◆ 作業項目 a:
ページ抜粋で紹介されている演奏家は何年生まれか。

◆ ページ抜粋:

++++++++++

SSブログ

武久源造 ピアノの発見 第四章 スクエア・ピアノ二都物語 [音楽のこと]

今月の「ワンコイン市民コンサート」は、今や恒例となりました「武久源蔵 『ピアノの発見』」。数えて、今回が『第四章』。
ピアノだけに、白鍵、はっけん・・・、発見。いや、そういうことじゃなくて・・・?!

IMG_2223.jpg

2015年08月の『第一章』を皮切りに、一年に一度、大阪大学会館のステージにご登場される武久源蔵さんは、
1957年生まれ。1984年東京芸術大学大学院音楽研究科修了。研究テーマは、主にバッハ以前の音楽におけるDispositioについて。
チェンバロ、ピアノ、オルガンを中心に各種鍵盤楽器を駆使して中世から現代まで幅広いジャンルにわたり様々なレパートリーを持つ。特にブクステフーデ、バッハなどのドイツ鍵盤作品では、その独特で的確な解釈に内外から支持が寄せられている。また、作曲、編曲作品を発表し好評を得ている。音楽的解釈とともに、楽器製作の過程についても造詣が深く、楽器の構造的特色を最大限に引き出す演奏が、楽器製作家たちからも高く評価されている。
91年「国際チェンバロ製作家コンテスト」(アメリカ・アトランタ)、また97年および01年、第7回および第11回「古楽コンクール」(山梨)、ほか多数のコンクールに審査員として招かれる。ソロでの活動とともに、00年に器楽・声楽アンサンブル「コンヴェルスム・ムジクム」を結成し、指揮・編曲活動にも力を注ぎ、常に新しく、また充実した音楽を追求し続けている。02年から毎年、韓国からの招請による「コンヴェルスム・ムジクム韓国公演」を行い、両国の音楽文化の交流に大きな役割を果たした。91年よりプロデュースも含め40作品以上のCDをALMRECORDSよりリリース。中でも「鍵盤音楽の領域(Vol.1~9)、チェンバロによる「ゴールトベルク変奏曲」、「J.S.バッハオルガン作品集Vol.1」、オルガン作品集「最愛のイエスよ」、ほか多数の作品が、「レコード芸術」誌の特選盤となる快挙を成し遂げている。2016年3月には、2度目のゴールトベルク変奏曲の録音をリリース。これまた、レコード芸術誌の特選版となる。ここでは、日本で初めて16ft弦付チェンバロによって、ゴールトベルクの新しい可能性を切り開いている。さらに、同年、市瀬玲子との共演によって、バッハのガンバ・ソナタ全曲を、ジルバーマン・ピアノとチェンバロを使い分けて録音し、発表。2017年4月、やはり、ジルバーマン・ピアノとペダル付チェンバロを使い分けて、バッハの《平均律》全曲録音を始動。4部作の第一弾を発表。その際、従来誤訳として議論されてきた《平均律》を《適正律》と改めた。これら二つの真作CDは共に、レコード芸術誌の特選版となる。

++++++++++

◆ 記録:
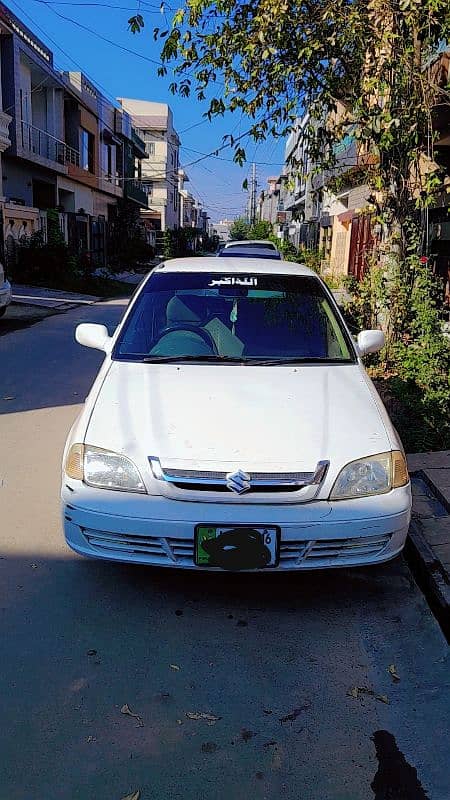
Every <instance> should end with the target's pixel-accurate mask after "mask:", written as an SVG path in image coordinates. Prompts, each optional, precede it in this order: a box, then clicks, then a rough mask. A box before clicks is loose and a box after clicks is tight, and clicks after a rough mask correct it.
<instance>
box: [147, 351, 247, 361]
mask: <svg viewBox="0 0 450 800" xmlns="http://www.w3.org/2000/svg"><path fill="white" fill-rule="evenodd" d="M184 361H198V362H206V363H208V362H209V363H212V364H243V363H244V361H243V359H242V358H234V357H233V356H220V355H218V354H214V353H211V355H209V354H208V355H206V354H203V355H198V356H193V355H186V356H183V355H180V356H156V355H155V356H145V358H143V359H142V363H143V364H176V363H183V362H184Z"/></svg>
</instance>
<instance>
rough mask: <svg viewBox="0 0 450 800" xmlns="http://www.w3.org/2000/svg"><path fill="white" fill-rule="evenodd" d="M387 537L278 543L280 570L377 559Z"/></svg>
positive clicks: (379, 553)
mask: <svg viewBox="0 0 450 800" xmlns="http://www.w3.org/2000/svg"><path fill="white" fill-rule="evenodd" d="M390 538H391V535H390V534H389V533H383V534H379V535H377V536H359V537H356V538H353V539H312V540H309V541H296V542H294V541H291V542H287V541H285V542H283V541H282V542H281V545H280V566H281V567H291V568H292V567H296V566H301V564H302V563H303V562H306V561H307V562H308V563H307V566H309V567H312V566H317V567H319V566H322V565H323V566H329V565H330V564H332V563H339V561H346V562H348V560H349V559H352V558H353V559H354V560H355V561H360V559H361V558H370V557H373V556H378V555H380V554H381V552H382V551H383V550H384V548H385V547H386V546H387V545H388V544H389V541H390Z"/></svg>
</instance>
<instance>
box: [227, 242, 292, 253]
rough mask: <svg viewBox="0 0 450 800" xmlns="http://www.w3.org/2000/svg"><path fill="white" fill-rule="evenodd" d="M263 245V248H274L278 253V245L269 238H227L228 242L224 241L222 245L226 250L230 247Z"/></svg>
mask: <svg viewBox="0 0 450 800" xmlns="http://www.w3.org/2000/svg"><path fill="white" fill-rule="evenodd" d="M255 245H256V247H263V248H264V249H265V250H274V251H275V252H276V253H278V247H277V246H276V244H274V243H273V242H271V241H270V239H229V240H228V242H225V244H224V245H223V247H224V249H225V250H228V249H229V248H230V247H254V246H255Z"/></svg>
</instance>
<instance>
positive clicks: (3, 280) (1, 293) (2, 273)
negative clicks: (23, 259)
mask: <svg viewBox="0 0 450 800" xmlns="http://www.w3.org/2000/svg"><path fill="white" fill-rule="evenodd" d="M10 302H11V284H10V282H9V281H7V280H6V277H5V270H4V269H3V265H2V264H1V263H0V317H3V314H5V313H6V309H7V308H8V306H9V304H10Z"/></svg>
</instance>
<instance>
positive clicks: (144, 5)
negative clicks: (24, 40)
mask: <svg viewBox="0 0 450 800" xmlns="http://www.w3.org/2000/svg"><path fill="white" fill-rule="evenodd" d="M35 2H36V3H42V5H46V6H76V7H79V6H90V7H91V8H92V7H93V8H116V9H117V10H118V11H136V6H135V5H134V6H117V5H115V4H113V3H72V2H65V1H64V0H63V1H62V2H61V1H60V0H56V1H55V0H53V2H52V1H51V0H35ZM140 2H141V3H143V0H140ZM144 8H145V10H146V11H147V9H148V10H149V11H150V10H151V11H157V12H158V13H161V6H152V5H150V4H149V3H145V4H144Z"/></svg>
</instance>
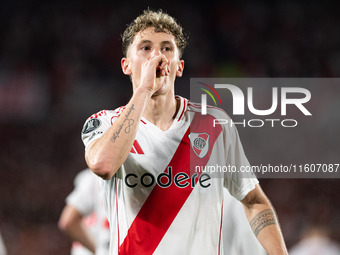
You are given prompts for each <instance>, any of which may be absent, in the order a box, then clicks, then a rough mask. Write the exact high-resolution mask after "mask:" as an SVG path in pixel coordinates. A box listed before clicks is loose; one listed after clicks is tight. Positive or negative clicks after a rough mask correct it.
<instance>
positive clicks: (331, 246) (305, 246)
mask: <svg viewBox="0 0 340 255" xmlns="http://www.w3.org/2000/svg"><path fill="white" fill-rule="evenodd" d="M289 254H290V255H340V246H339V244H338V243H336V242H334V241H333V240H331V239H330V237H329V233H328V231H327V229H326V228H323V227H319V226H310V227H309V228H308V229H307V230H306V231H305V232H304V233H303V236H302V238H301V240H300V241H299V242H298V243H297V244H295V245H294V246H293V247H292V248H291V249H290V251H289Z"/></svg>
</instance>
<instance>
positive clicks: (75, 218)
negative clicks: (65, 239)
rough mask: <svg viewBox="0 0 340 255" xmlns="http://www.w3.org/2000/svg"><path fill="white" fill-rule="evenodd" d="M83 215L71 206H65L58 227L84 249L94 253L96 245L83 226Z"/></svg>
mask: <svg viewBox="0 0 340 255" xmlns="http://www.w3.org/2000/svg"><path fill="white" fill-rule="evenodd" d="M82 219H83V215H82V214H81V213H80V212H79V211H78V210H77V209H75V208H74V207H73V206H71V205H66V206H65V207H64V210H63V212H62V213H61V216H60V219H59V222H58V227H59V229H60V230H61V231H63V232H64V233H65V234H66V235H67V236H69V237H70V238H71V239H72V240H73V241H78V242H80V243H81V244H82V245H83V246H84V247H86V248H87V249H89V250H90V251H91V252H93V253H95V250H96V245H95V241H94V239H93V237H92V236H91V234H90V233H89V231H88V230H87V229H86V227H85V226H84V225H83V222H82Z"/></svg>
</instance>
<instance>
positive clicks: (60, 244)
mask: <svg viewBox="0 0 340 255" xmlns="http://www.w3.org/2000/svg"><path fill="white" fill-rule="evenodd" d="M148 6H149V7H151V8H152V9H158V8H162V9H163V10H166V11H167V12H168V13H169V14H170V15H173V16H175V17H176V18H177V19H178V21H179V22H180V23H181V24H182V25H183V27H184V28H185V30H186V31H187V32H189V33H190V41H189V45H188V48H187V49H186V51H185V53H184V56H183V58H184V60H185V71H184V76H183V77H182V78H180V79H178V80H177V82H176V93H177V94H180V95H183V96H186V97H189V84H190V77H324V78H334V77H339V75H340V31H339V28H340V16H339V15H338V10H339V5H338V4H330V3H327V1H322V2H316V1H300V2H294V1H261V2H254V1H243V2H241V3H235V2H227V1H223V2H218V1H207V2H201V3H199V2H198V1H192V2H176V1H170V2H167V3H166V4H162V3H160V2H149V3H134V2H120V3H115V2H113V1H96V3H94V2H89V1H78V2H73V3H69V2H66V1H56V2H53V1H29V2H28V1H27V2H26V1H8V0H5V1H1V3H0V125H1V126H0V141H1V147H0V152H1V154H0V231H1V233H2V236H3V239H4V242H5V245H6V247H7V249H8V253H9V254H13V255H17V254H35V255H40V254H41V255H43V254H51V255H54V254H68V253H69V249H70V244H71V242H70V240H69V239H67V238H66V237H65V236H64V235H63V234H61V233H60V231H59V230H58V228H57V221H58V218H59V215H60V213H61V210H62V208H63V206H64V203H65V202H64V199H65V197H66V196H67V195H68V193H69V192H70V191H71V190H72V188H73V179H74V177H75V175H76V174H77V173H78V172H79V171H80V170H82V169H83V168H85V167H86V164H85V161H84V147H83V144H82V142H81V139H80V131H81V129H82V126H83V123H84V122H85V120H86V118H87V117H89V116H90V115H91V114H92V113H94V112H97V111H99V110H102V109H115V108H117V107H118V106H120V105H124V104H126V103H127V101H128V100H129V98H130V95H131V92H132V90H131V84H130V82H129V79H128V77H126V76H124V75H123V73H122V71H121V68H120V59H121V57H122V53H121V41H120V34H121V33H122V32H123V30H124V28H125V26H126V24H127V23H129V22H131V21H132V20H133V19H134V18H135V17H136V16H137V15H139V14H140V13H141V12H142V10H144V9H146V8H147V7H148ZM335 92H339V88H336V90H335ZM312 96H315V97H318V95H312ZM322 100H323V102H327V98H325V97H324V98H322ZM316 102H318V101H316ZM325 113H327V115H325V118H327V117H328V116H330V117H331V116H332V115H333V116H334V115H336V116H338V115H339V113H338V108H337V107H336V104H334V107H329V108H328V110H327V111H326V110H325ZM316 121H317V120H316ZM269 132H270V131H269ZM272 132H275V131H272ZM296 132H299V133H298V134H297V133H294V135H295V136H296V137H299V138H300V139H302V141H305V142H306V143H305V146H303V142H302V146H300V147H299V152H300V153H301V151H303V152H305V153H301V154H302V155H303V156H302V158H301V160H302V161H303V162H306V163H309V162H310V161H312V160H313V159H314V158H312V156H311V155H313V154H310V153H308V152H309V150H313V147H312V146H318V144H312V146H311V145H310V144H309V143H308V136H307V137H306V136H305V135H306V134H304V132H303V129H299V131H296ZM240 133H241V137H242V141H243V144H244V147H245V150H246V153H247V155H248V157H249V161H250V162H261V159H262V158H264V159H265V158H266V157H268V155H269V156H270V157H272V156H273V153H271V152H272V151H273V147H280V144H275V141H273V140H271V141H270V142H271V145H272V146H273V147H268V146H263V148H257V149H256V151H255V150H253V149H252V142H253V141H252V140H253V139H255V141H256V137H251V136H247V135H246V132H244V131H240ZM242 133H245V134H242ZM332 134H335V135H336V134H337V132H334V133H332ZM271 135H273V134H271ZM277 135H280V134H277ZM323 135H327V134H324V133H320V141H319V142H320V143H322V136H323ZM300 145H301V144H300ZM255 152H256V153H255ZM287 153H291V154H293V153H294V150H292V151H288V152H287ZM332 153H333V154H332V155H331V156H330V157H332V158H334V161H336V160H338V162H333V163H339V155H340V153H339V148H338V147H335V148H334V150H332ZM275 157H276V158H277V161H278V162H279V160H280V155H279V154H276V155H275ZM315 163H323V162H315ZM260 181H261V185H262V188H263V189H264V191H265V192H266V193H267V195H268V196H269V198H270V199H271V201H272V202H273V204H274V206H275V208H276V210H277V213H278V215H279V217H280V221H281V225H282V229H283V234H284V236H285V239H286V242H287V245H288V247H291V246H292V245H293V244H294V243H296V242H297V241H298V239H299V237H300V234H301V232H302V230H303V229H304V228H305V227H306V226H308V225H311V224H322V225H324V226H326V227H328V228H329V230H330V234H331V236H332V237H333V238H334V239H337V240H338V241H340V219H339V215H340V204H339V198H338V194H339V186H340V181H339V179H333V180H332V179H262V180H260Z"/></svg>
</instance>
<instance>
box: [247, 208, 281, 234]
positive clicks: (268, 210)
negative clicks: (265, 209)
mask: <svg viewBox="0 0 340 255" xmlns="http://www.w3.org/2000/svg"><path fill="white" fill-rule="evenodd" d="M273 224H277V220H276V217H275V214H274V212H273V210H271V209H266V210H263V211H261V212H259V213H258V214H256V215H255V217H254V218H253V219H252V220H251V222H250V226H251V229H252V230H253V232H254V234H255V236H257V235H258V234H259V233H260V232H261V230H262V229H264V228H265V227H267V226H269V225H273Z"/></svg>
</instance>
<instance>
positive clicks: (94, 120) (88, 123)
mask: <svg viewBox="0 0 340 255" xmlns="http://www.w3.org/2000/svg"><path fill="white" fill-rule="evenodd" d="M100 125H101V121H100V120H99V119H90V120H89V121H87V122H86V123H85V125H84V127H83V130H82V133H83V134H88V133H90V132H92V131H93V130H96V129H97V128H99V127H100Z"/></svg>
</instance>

++++++++++

◆ 作業項目 b:
記録の冒頭から「box: [147, 351, 247, 361]」を含む行までを、両端の行も含めてそのまま書き写せ。画像は答えに入れないこと。

◆ 回答 a:
1957年生まれ。

◆ 回答 b:
Every <instance> should end with the target's pixel-accurate mask after "mask:", written as an SVG path in image coordinates. Prompts, each optional, precede it in this order: a box, then clicks, then a rough mask. A box before clicks is loose and a box after clicks is tight, and clicks after a rough mask correct it.
<instance>
box: [147, 351, 247, 361]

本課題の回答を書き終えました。